▶ [Data provided]:
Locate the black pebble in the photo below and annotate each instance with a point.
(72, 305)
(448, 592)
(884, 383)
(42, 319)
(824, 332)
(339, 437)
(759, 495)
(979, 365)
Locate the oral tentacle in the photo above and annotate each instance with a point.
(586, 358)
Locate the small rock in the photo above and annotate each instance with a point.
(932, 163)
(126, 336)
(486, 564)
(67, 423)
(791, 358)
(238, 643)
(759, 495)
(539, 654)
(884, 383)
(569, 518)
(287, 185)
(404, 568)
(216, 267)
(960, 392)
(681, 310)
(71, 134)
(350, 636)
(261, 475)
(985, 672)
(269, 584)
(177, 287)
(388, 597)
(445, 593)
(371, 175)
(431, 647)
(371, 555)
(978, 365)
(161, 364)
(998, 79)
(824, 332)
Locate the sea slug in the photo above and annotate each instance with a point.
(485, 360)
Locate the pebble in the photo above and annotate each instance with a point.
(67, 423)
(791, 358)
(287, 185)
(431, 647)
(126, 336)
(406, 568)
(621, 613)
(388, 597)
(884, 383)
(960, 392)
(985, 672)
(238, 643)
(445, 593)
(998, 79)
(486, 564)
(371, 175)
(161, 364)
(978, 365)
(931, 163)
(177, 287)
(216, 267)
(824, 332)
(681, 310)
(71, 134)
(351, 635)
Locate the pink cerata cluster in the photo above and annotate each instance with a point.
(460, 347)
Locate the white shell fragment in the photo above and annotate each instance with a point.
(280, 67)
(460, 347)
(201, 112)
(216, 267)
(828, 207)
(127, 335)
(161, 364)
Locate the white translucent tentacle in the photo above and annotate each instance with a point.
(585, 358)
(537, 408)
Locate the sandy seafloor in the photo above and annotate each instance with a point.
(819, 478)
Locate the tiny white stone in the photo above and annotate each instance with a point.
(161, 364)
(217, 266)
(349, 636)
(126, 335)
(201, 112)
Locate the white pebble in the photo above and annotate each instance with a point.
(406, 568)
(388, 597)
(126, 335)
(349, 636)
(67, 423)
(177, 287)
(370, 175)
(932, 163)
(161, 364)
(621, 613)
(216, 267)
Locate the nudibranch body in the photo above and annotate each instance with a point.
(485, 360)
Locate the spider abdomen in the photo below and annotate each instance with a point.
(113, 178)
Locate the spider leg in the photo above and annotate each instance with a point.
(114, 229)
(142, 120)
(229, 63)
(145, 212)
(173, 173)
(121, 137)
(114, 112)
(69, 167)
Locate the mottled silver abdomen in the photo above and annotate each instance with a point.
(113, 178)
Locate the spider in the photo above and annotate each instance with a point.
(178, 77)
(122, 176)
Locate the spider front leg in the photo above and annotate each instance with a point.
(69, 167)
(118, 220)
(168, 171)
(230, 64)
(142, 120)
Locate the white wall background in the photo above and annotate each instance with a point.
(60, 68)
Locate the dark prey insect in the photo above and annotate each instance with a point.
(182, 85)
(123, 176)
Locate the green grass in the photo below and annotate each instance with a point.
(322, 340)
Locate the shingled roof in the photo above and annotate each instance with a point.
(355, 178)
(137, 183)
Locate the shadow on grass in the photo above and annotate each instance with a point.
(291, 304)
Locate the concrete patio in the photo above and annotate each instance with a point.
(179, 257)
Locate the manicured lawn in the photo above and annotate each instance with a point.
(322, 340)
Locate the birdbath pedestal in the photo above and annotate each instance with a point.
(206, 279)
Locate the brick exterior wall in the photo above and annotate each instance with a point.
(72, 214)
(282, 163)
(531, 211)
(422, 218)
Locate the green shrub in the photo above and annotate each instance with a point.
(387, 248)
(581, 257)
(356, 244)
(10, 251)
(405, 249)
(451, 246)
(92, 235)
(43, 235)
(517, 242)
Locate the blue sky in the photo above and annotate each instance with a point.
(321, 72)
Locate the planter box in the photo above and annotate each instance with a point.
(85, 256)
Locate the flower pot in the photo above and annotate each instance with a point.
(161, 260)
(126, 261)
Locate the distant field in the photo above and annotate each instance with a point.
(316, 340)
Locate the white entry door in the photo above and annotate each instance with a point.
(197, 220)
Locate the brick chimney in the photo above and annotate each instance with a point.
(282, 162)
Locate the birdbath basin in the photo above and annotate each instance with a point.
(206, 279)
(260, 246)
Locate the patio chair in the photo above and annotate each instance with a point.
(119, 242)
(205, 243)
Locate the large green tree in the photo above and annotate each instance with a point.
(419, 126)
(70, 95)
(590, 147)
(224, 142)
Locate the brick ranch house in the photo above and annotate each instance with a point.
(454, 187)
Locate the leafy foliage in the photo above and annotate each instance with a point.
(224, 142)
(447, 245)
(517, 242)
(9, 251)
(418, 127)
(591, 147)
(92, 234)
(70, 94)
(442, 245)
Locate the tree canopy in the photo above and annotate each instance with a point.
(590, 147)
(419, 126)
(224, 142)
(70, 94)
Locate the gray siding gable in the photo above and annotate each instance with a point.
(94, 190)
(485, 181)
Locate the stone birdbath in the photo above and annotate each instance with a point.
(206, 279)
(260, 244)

▶ [Set task]:
Reproduce word for word the stretch of the records from the line containing "Locate the gray" through the last line of the records.

▶ [The solution]:
Locate the gray siding gable in the photo above and annotate each instance with a point.
(94, 190)
(485, 181)
Locate the stone birdbath in the photo above and annotate each instance with a point.
(206, 279)
(260, 244)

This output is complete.